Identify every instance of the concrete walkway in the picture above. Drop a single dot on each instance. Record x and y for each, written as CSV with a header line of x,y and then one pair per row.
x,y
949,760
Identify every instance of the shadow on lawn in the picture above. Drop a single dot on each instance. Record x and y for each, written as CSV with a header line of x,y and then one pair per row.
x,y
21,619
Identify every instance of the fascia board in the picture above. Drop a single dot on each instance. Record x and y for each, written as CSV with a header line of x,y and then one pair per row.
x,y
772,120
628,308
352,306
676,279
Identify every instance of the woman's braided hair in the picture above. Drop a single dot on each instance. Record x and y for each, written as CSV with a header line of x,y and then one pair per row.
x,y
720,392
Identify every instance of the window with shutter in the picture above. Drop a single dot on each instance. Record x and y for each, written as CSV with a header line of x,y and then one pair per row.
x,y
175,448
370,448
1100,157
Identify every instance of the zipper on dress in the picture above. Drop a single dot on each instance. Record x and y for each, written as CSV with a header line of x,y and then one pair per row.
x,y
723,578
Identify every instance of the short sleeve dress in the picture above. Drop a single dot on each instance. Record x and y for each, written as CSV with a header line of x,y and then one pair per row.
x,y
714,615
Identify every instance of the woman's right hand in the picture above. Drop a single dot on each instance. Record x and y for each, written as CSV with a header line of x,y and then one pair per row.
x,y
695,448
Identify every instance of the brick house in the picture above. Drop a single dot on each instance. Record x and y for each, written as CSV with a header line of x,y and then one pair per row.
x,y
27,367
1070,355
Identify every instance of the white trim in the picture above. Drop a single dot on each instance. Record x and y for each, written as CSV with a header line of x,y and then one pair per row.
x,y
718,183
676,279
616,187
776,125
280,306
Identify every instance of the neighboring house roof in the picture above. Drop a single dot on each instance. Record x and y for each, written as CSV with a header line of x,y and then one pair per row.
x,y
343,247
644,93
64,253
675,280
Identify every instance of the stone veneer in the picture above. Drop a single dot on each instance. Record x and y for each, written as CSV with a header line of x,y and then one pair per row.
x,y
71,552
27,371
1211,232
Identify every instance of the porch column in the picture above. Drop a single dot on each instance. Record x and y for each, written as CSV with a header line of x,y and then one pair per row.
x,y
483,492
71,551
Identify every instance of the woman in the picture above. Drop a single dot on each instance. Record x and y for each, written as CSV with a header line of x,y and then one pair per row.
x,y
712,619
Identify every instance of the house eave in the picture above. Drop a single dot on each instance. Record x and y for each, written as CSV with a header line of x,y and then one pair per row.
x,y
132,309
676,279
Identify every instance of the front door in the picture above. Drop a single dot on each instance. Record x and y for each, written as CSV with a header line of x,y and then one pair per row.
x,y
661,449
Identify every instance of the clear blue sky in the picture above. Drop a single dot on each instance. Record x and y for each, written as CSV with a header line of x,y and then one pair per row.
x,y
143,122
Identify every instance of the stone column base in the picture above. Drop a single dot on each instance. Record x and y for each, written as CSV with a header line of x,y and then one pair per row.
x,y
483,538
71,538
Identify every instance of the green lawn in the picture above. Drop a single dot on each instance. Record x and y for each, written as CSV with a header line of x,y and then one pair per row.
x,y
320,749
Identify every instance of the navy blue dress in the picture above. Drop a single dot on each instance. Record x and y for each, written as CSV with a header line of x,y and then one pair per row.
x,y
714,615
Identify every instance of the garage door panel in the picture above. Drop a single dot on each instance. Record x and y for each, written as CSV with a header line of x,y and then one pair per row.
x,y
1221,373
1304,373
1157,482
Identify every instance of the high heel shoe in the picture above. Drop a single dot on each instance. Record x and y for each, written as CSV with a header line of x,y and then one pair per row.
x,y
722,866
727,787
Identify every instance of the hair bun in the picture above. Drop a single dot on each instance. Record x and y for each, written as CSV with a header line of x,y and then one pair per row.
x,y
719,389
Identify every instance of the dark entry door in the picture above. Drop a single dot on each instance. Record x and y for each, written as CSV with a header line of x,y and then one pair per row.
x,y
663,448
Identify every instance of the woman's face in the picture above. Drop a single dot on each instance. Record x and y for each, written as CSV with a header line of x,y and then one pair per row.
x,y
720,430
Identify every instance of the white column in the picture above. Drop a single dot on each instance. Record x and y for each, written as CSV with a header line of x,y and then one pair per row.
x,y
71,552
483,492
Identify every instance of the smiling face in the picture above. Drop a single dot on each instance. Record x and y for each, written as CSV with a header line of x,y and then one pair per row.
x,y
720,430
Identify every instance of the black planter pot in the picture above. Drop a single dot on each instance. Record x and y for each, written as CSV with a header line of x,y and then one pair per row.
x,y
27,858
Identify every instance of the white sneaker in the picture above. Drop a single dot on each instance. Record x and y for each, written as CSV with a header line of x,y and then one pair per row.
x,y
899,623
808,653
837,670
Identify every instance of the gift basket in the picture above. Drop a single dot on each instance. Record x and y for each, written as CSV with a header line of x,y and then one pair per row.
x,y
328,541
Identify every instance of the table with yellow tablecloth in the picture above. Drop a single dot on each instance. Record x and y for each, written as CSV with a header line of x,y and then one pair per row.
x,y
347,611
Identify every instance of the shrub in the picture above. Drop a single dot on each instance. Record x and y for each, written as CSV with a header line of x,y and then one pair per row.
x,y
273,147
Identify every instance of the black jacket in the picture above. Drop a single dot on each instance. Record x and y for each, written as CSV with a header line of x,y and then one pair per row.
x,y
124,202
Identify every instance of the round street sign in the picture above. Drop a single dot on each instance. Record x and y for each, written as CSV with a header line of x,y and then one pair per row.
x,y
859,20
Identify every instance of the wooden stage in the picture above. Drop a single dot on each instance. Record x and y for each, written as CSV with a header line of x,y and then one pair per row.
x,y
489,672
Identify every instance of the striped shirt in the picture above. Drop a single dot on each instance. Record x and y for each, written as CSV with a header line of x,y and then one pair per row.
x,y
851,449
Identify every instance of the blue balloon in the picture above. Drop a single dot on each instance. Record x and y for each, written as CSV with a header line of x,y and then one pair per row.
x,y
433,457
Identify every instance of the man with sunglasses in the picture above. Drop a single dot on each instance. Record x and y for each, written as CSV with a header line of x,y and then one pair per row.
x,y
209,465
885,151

****

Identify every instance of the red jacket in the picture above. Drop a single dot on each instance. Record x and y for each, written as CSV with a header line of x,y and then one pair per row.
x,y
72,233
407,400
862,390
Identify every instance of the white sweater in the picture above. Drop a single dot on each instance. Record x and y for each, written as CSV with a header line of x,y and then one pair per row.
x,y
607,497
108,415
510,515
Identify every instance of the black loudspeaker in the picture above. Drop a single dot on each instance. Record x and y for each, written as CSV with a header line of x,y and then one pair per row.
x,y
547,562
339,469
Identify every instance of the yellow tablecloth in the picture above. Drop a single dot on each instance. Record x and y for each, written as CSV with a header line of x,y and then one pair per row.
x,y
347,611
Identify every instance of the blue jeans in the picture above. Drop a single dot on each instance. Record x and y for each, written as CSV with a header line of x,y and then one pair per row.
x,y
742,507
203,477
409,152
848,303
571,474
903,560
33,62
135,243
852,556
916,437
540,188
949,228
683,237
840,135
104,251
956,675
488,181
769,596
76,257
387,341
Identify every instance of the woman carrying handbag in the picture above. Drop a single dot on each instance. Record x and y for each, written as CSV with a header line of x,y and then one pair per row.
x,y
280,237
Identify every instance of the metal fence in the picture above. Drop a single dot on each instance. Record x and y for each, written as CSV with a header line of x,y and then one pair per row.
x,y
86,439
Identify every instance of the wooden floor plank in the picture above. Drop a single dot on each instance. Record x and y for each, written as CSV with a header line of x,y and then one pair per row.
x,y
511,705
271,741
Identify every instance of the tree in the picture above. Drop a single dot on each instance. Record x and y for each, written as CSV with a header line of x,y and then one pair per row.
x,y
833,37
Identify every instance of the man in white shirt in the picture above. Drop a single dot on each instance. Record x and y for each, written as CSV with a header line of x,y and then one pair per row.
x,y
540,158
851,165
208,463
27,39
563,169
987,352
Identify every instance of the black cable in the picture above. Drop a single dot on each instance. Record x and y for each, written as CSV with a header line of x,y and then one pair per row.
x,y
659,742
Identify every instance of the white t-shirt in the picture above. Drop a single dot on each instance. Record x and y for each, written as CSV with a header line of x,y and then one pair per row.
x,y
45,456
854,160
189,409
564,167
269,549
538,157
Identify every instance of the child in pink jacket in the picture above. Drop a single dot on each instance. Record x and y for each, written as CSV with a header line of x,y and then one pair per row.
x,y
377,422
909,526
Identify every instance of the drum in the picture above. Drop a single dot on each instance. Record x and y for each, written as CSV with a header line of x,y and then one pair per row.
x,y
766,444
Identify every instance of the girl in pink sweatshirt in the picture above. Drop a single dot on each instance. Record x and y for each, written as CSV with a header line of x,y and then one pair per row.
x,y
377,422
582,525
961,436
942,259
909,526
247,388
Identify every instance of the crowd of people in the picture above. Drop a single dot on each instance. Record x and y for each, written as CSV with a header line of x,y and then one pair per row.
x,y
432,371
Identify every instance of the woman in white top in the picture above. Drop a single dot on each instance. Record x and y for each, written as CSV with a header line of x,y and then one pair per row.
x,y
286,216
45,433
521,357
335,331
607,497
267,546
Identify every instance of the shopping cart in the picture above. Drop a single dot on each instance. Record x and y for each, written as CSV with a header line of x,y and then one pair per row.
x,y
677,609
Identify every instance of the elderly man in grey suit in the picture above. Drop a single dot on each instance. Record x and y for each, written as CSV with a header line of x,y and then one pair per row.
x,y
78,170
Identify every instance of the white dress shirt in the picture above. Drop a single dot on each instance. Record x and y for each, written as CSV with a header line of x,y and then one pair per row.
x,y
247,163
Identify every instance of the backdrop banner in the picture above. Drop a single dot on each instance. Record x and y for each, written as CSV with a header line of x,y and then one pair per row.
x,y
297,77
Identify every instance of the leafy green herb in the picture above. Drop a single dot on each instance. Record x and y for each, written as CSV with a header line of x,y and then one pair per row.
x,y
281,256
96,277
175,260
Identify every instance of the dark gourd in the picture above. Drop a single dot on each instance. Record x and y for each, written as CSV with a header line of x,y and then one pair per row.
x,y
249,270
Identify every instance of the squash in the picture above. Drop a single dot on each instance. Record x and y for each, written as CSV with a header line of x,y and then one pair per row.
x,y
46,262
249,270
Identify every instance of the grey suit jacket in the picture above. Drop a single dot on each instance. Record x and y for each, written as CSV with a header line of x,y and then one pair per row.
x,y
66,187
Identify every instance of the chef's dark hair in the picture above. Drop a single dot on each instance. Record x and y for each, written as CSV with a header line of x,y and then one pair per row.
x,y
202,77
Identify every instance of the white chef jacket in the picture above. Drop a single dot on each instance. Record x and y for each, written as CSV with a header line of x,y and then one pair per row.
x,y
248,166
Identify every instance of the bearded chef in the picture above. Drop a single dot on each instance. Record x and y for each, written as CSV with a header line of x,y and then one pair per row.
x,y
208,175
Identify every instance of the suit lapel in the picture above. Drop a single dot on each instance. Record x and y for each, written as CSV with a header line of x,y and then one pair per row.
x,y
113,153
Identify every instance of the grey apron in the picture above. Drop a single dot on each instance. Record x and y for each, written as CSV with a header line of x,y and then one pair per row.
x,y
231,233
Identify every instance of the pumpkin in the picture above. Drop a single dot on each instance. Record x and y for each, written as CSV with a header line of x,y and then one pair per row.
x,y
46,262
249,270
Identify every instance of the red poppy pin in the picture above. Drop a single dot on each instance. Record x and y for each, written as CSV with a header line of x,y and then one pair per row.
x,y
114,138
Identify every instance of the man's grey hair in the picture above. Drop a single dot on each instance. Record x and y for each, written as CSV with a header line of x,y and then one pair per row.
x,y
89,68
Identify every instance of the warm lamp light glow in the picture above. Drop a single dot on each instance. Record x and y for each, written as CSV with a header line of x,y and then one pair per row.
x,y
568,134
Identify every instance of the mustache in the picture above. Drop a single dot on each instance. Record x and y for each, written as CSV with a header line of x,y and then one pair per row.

****

The expected output is exactly the lines of the listing above between the line holding "Identify every instance of the man's" and the line holding "Identify every instance of the mustache", inclusive.

Identify every instance of the man's grey hair in the picture above. Drop a single dot on each instance. Record x and y for each, written as CSV with a header line of x,y and then one pair per row.
x,y
89,68
Identify every instance of the warm lamp light glow in the picture above. Drop a single dot on each instance. Record x and y for each, written as CSV with a header line of x,y and then one pair per row.
x,y
568,134
Identify every instance of the mustache in the picture above. Drop a single dot on each instance. Record x and y for each, written as CSV with a header line of x,y and then one pair per row.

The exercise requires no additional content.